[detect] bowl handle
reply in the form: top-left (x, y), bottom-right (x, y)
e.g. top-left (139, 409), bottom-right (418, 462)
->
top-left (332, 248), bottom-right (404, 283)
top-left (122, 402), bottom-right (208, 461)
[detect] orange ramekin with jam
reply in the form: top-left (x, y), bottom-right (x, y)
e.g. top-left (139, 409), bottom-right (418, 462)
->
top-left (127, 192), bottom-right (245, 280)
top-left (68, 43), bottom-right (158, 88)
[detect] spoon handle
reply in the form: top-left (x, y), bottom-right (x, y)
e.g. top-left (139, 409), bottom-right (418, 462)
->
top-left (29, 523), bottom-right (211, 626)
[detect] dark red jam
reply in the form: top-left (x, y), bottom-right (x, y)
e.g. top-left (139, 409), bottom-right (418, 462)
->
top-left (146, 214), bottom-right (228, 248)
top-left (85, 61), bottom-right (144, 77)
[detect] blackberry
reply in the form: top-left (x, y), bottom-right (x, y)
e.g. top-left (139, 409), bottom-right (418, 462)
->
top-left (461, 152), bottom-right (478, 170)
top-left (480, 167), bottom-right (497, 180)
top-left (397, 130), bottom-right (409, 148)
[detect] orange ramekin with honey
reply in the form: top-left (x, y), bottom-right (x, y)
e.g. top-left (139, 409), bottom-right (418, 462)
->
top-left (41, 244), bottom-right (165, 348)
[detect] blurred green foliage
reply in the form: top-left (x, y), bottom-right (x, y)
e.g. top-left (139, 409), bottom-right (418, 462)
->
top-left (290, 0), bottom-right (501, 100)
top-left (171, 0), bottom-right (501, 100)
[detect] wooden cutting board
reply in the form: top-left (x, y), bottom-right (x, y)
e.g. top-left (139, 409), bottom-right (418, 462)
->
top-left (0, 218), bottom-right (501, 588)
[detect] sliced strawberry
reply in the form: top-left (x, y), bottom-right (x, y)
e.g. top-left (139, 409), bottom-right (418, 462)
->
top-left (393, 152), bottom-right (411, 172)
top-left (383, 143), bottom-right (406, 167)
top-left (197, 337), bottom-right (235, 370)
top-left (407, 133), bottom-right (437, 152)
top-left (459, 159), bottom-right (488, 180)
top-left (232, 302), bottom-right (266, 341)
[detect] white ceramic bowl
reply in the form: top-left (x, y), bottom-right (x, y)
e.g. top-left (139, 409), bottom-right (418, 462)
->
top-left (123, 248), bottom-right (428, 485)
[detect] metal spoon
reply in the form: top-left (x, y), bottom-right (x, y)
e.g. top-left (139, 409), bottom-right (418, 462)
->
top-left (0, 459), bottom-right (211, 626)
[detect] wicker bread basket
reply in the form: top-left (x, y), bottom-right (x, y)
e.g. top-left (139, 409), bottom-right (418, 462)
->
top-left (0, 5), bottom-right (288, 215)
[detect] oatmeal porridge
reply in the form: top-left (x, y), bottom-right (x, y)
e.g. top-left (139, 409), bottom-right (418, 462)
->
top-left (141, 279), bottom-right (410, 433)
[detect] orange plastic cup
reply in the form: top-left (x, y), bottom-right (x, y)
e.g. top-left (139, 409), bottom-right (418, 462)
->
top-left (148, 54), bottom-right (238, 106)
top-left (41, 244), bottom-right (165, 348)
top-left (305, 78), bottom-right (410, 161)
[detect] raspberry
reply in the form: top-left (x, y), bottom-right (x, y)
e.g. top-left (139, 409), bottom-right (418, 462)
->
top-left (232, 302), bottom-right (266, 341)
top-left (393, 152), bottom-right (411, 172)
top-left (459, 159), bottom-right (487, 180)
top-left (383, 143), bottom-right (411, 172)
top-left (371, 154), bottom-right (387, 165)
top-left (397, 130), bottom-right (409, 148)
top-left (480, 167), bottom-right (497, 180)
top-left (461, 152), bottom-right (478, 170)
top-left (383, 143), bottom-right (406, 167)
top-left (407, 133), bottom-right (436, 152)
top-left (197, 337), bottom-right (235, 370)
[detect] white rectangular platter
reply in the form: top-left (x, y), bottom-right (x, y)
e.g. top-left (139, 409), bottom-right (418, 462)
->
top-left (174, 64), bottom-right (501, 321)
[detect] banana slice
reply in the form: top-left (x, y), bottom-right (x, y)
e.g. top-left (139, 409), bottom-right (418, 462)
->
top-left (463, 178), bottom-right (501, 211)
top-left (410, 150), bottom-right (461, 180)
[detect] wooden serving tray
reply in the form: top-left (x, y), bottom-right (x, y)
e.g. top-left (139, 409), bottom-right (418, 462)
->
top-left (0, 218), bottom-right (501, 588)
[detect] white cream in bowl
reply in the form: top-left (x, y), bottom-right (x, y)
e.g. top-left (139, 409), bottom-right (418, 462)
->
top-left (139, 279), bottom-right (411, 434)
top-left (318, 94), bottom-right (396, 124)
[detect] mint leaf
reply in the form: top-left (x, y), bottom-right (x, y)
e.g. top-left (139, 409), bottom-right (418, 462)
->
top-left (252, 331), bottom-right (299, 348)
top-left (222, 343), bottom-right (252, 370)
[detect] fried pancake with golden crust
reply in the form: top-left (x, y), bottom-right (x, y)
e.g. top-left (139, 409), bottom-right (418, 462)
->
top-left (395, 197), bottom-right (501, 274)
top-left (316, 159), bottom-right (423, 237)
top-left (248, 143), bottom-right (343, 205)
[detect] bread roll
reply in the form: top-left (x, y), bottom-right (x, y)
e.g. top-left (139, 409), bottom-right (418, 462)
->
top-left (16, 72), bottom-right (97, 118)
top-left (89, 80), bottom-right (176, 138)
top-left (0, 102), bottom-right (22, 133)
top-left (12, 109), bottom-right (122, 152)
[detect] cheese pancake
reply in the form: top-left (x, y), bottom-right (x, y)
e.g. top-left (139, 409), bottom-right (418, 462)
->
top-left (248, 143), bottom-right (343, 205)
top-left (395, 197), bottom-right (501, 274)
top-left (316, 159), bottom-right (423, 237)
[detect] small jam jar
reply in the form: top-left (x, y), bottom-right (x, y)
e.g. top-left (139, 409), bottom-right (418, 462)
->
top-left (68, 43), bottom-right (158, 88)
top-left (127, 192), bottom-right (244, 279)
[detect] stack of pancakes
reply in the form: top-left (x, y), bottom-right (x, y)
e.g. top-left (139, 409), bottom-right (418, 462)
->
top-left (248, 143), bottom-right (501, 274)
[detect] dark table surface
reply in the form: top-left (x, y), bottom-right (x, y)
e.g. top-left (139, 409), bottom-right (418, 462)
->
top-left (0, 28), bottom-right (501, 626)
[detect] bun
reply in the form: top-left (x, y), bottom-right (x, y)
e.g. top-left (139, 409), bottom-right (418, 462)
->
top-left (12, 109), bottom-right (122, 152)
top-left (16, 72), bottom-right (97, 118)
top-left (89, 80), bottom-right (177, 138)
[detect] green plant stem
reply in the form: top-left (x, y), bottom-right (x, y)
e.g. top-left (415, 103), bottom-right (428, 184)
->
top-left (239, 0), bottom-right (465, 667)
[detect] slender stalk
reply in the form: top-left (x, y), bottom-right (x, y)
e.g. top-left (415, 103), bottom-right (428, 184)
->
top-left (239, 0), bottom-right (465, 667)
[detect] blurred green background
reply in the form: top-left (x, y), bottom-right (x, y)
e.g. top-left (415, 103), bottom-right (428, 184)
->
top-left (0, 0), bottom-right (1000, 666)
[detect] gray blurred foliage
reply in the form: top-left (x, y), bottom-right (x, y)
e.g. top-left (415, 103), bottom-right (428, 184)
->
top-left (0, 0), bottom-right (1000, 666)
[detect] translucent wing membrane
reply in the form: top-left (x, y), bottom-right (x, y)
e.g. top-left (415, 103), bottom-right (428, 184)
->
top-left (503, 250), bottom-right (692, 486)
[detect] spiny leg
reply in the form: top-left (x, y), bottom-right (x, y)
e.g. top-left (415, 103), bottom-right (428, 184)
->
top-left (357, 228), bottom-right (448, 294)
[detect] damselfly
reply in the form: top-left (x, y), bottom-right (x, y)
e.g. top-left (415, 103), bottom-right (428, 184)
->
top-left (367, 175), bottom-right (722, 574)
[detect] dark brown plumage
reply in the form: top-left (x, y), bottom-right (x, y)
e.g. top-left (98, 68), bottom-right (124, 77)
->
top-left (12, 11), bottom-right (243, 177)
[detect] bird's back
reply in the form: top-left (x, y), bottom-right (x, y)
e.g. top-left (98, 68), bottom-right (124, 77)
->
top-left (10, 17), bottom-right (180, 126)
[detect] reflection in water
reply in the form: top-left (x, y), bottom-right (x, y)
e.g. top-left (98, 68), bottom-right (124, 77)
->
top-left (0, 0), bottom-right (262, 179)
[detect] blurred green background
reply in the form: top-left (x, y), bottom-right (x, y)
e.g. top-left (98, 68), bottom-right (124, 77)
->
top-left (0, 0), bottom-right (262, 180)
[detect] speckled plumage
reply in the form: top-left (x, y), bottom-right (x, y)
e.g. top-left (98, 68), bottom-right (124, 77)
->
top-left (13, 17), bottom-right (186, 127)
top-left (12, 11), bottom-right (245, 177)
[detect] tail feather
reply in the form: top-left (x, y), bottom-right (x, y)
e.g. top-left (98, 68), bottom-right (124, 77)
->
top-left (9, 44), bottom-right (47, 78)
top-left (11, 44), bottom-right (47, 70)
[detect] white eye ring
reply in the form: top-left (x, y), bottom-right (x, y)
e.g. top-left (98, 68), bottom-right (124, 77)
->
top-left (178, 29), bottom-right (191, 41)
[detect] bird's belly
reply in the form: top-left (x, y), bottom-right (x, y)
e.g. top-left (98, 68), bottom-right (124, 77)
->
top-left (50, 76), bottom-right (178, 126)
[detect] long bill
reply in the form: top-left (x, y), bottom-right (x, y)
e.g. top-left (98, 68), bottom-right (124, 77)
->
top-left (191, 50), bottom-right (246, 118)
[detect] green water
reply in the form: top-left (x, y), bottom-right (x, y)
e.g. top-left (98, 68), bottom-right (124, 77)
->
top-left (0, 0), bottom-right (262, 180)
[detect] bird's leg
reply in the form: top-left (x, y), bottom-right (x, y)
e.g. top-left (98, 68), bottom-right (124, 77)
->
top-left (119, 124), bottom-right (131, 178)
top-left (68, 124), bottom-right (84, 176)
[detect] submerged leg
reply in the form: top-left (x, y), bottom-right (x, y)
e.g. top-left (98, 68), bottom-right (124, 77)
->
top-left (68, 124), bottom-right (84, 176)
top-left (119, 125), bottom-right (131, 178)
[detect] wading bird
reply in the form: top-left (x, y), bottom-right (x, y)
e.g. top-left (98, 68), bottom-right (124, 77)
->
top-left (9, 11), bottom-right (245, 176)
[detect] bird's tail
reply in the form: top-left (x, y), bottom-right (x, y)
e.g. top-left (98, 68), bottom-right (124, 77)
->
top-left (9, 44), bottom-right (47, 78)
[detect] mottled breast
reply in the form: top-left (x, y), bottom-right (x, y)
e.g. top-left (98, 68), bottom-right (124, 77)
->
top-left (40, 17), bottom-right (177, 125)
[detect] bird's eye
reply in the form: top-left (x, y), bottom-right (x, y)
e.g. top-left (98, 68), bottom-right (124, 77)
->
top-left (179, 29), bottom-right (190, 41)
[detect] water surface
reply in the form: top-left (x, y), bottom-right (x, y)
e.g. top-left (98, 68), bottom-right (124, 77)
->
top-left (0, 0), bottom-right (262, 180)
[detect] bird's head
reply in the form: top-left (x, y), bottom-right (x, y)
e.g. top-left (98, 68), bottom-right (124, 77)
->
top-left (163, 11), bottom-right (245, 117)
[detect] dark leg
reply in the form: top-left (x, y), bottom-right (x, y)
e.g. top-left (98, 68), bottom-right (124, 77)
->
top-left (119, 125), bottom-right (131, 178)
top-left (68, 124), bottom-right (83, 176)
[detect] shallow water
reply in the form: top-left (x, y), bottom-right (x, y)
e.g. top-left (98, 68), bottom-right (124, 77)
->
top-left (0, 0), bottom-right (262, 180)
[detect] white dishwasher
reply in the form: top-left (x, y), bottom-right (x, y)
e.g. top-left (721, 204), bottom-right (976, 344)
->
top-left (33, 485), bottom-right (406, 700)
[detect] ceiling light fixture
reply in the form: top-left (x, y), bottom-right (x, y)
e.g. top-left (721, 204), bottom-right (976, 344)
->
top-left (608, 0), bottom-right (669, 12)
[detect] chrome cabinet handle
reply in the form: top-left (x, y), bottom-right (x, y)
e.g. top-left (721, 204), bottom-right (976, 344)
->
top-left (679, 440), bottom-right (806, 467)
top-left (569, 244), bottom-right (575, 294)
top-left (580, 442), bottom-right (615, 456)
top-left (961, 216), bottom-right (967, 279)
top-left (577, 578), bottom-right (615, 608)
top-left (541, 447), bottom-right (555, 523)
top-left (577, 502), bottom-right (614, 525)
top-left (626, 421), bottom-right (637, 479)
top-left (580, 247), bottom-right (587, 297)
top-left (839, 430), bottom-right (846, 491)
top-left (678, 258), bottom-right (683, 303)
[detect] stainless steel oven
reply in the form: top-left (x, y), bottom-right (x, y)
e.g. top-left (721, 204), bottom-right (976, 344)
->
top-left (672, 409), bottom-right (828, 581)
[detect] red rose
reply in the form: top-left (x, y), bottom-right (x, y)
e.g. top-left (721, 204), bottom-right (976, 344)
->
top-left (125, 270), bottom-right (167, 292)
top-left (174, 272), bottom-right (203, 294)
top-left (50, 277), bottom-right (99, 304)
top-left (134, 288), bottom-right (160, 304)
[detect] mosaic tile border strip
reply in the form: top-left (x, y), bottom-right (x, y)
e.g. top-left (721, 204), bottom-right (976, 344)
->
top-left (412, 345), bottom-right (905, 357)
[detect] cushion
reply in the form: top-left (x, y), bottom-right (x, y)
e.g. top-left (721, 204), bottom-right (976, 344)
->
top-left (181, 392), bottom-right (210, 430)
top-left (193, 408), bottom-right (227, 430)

TASK:
Please convert the stretch of material above, from the line containing "[detect] stainless steel oven" through the line containing "top-left (412, 345), bottom-right (905, 357)", into a two-column CSV with the header input,output. Each row should pair one text with its answer, with each value in a single quoted field and its line breaks turned into spaces.

EXERCISE SOLUTION:
input,output
"[detect] stainless steel oven reply in the form: top-left (x, y), bottom-right (x, y) e.g. top-left (721, 204), bottom-right (976, 344) ->","top-left (672, 409), bottom-right (828, 581)"
"[detect] red rose reply in the form: top-left (x, y), bottom-right (x, y) e.g. top-left (721, 204), bottom-right (976, 344) ->","top-left (125, 270), bottom-right (167, 292) top-left (174, 272), bottom-right (203, 294) top-left (50, 277), bottom-right (99, 304) top-left (134, 288), bottom-right (160, 304)"
"[detect] mosaic tile border strip reply in the form: top-left (x, y), bottom-right (x, y) e.g. top-left (721, 204), bottom-right (976, 344) ->","top-left (412, 345), bottom-right (905, 357)"